-- Brief --
In the piece on reading during lockdown, who is quoted as saying "we read to know we're not alone"?

There's that book on your bedside table: it's been there for weeks. Months, even. But you still haven't gotten round to reading it. Ok, ok, you were doing your schoolwork, then you were cooking, then you just had to watch that new movie on Netflix - you're just too busy. 

Not anymore. 

Let's face it: we're in a global pandemic. We're in lockdown. You're not going anywhere, and you're not in any rush. It's just you and your house. And that book that's on your bedside table, which has been there for weeks. Months, even. 

Reading is a comfort that is suprisingly easy to provide ourselves with. Just open the book, flip the pages and you're there: in any world that you choose to be. Books can teach us how to fall down a rabbit hole and entire another world; how to receive a letter from a magic school and become a wizard; how to be deemed the perfect 19th century bride (just take it from Jane Austen) - but most of the time, they teach us a lot about ourselves. 

You might think that a book is simply an object with a few boring sentences scrawled inside, but if you thought that, you'd be wrong. Books are actually guidebooks on how to be human, written by other humans. They teach us how to love, how to forgive and how to move on. 

Take Wuthering Heights, for example. Emily Bronte might have written the book in 1847, but I'm sure we all think of Cathy and Heathcliff when anyone says, "whatever our souls are made of, his and mine are the same". And maybe  love worked a little differently back then, but it did teach us all something pretty important: if the love of your life marries another guy, don't marry his sister just for revenge. It's not gonna work out. Just take it from Heathcliff and Isabella. 

Curling up with a good book on the sofa after hours attached to your screen doing online work is the perfect way to end the day. Switch Maths equations for Gatsby and Daisy's love life, Physics formulas for detective Philip Marlowe's adventures, and Spanish verbs for the Bennet's. 

They'll leave you closing the book with a 101 thoughts to keep you thinking for 101 days straight. They'll provide you with a distraction that is so desperately needed right about now. 

After all, as William Nicholson once said, "we read to know we're not alone".

-- Data provided --
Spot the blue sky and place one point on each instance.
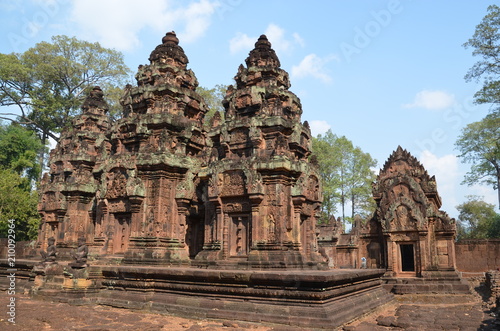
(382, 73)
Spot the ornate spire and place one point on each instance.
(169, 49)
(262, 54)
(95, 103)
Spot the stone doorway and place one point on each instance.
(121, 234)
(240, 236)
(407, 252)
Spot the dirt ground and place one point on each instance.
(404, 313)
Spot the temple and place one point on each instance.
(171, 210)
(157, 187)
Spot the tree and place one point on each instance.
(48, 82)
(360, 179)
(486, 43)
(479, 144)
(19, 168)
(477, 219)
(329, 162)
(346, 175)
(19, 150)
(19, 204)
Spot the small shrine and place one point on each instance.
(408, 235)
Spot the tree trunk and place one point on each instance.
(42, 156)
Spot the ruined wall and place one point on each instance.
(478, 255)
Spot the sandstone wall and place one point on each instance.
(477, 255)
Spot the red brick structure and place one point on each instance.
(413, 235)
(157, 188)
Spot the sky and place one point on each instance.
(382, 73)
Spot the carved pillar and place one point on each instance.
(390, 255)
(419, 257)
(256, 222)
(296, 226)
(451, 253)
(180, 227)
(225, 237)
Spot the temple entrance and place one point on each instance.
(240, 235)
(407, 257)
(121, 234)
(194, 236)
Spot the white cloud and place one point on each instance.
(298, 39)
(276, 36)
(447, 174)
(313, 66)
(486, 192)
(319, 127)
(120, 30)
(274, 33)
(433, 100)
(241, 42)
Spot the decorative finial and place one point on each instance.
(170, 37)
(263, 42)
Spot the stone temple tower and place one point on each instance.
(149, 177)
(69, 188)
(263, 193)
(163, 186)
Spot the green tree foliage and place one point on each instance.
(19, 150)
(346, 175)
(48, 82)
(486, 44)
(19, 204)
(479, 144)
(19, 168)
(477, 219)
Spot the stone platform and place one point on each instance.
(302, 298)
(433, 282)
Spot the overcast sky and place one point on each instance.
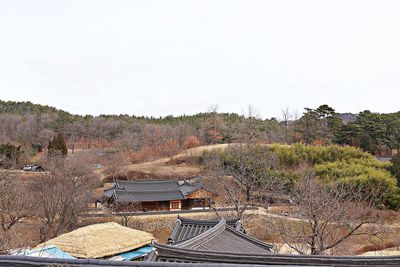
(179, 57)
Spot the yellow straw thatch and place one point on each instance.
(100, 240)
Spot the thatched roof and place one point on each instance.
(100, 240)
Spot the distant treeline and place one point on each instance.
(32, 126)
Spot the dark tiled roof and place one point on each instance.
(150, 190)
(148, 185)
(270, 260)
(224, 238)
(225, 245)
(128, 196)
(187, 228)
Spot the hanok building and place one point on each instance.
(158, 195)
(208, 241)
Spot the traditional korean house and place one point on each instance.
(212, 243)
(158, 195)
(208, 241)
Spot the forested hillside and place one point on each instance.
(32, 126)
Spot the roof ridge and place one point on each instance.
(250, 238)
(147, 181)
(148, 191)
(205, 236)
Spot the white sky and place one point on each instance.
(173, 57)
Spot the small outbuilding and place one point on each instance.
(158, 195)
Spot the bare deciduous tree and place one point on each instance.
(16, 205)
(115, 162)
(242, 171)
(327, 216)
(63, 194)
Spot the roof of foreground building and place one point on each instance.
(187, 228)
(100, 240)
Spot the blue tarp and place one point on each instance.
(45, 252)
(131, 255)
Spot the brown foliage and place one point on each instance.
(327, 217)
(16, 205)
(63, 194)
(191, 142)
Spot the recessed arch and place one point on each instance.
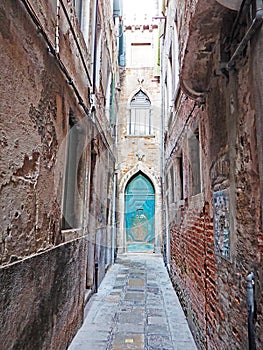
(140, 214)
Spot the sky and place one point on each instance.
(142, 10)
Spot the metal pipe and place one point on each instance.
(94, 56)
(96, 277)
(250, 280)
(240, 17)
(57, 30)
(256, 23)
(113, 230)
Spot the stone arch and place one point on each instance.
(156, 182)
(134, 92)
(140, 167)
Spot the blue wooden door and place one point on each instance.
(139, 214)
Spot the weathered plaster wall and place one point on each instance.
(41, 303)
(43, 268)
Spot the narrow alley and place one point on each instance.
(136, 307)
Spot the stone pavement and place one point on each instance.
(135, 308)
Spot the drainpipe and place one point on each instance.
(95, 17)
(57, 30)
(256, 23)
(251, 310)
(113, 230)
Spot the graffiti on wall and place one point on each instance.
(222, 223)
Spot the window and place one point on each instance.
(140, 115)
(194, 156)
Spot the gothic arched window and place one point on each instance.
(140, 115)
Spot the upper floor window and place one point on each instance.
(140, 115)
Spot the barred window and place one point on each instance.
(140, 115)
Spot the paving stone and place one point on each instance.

-- Solution for this problem --
William Nicholson